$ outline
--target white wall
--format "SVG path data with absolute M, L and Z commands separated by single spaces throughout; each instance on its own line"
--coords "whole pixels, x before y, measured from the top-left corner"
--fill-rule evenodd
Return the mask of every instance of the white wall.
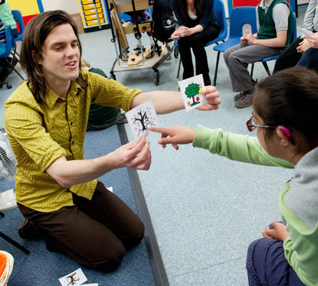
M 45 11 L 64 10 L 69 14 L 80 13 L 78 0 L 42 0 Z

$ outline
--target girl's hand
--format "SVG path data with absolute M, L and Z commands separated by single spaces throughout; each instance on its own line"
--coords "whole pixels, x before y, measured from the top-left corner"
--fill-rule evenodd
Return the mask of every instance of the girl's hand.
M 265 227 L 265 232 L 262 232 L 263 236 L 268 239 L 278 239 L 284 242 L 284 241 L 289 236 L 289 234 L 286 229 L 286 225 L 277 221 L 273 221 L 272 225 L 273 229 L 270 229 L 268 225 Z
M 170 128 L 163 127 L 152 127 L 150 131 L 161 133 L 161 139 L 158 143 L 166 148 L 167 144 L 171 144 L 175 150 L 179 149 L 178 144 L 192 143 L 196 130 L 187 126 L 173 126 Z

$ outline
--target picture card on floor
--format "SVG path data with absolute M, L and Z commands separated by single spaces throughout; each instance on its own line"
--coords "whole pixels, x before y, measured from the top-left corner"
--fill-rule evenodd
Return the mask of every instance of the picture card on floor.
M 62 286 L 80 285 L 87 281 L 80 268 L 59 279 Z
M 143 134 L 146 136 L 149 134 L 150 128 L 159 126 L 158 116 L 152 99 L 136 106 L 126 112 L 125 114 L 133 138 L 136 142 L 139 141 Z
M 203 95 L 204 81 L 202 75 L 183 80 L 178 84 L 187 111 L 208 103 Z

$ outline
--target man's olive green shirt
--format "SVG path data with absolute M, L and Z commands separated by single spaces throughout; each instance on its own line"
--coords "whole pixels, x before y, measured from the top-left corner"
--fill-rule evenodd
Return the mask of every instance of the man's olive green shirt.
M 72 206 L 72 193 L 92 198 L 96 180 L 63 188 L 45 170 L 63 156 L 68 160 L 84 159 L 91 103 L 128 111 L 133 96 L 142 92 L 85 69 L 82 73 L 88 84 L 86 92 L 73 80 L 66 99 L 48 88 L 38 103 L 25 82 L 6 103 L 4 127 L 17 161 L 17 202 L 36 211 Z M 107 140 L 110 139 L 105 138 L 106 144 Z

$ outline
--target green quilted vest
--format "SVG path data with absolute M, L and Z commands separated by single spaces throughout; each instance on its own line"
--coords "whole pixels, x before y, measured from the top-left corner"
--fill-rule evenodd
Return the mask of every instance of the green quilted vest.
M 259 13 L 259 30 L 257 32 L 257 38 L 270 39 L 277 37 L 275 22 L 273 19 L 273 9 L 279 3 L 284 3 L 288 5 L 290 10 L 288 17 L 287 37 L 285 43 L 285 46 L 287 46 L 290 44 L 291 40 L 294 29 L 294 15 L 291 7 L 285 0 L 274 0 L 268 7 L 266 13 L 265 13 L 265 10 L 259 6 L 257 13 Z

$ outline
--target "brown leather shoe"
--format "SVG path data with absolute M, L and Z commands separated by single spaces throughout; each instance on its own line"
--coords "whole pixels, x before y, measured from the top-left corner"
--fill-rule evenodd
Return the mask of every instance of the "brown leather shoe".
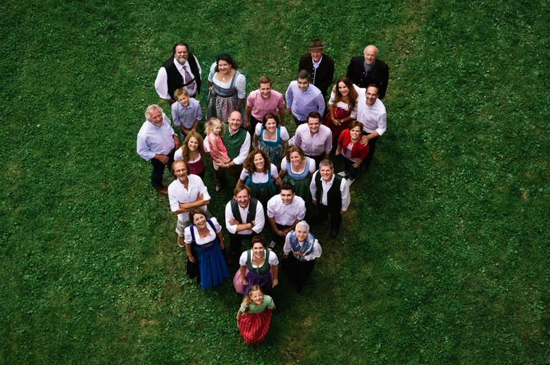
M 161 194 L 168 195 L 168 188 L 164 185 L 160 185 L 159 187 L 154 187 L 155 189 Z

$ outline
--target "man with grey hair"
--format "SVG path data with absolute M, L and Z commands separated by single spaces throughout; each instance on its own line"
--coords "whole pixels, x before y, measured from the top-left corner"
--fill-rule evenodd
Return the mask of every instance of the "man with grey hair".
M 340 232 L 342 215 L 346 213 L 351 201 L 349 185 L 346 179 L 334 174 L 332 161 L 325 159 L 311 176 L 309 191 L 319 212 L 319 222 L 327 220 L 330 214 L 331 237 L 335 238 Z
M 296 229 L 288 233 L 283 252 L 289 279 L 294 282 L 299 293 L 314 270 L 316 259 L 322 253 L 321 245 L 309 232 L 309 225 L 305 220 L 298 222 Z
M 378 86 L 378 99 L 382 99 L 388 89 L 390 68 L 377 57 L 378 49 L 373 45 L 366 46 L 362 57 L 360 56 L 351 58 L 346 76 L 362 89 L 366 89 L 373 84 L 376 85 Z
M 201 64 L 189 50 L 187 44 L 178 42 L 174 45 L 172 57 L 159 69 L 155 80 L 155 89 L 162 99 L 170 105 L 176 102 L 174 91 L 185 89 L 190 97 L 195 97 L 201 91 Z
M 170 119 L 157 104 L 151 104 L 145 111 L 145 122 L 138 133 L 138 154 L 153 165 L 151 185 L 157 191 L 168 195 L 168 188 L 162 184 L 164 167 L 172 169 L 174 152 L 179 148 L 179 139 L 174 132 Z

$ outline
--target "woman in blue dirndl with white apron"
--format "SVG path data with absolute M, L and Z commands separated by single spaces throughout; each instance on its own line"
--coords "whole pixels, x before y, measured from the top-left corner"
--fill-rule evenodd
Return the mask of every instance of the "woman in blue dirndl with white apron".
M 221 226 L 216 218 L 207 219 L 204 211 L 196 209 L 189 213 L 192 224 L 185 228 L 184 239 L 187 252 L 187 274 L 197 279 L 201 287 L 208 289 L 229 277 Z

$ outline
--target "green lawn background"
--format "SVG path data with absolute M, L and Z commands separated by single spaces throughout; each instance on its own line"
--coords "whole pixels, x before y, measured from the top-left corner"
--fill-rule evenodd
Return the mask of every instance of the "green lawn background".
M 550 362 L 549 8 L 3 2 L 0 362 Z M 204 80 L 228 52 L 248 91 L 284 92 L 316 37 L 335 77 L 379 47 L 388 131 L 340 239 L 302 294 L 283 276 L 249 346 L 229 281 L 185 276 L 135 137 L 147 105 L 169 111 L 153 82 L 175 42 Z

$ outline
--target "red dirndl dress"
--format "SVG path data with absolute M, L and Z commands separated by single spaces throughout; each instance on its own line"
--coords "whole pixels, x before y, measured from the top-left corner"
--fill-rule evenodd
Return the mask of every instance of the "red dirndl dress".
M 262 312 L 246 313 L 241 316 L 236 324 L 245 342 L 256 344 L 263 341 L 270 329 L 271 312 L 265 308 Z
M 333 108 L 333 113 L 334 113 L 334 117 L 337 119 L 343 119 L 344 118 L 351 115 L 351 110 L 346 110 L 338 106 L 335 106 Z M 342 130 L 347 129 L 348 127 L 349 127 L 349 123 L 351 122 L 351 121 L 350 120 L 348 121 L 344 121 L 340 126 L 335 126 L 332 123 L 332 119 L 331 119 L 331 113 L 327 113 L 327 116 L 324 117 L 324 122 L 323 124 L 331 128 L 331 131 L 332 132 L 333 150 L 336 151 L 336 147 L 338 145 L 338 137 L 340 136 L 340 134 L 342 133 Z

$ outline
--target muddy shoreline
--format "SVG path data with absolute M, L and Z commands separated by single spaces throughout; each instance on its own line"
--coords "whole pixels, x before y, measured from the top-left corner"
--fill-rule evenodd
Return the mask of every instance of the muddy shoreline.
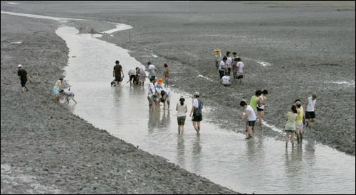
◇ ◇ ◇ ◇ ◇
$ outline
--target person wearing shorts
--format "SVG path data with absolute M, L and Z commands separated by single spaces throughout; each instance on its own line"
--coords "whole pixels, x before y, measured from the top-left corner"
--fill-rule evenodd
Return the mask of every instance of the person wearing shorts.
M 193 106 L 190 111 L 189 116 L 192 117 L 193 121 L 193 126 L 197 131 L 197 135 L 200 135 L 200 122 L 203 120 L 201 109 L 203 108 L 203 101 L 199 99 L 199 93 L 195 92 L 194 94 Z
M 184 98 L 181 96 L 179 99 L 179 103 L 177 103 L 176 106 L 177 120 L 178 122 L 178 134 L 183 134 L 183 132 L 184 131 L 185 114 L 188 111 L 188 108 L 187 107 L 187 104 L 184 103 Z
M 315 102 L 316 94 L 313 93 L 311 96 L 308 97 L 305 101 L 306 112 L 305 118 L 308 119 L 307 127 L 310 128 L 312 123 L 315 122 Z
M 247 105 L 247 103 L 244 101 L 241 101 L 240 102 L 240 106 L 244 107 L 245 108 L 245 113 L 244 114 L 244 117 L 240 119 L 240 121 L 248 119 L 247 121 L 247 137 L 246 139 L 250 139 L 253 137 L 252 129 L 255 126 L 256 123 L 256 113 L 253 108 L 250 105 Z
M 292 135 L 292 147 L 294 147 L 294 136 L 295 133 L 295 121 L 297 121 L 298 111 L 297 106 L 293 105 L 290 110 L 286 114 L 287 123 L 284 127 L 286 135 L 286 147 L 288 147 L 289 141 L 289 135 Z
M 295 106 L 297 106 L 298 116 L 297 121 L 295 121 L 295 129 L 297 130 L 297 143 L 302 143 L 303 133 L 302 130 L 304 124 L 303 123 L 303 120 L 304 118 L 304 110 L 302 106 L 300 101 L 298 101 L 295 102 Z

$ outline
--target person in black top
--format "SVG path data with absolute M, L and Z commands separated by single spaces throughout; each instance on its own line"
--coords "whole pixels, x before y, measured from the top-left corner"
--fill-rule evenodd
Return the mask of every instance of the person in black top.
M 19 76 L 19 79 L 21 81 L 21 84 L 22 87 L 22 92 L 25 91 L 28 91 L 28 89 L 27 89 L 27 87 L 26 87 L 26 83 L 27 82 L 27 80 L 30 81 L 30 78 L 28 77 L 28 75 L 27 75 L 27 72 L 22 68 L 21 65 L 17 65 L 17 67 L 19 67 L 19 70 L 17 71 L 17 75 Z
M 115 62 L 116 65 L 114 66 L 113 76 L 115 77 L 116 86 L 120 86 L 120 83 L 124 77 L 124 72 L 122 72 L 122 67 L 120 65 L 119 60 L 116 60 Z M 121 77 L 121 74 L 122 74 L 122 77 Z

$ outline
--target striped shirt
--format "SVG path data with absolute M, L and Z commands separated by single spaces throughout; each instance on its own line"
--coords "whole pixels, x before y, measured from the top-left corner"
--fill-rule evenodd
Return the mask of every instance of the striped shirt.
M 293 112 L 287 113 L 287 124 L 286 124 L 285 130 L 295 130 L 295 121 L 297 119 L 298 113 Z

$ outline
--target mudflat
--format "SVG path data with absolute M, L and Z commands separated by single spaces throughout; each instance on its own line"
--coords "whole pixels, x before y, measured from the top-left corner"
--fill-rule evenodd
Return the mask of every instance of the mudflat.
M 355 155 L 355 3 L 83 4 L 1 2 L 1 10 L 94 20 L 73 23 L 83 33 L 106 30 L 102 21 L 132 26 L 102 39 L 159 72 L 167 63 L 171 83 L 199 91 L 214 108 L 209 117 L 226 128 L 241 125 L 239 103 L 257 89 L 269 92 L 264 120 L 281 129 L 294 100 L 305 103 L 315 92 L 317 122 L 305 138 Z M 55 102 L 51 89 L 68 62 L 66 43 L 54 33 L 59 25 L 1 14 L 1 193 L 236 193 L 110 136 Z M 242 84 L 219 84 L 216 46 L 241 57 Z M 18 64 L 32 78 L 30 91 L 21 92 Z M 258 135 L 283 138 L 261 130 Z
◇ ◇ ◇ ◇ ◇
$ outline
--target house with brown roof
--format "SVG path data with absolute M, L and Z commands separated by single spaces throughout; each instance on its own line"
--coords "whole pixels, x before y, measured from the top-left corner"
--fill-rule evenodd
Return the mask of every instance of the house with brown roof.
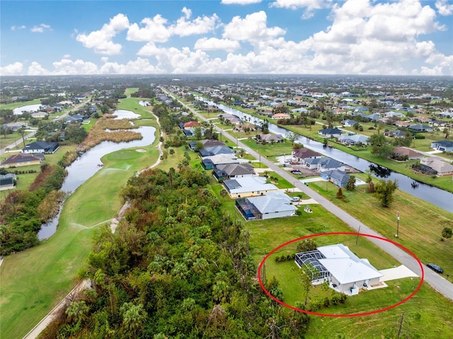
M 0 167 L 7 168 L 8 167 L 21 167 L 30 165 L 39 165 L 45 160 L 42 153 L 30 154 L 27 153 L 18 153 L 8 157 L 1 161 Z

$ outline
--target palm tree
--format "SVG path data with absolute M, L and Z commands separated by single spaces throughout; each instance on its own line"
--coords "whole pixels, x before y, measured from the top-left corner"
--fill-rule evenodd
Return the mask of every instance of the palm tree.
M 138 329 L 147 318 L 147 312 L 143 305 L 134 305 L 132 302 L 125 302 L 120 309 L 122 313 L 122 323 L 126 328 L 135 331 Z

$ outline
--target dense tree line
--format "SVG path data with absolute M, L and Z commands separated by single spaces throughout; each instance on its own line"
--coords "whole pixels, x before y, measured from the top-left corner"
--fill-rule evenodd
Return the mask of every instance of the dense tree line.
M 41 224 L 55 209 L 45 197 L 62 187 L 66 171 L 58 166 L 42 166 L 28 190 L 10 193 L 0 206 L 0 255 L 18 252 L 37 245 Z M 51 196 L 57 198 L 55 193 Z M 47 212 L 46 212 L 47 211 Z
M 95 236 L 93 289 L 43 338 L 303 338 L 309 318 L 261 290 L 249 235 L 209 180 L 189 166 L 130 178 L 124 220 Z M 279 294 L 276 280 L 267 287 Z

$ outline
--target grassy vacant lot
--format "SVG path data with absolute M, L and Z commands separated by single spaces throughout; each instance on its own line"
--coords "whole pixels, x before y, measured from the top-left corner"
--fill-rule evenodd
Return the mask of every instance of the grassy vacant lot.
◇ ◇ ◇ ◇ ◇
**Set problem**
Identify every line in the entries above that contains the word "dense" and copy each one. Case counts.

**Worked answer**
--target dense tree line
Return the mask of every instance of the dense tree line.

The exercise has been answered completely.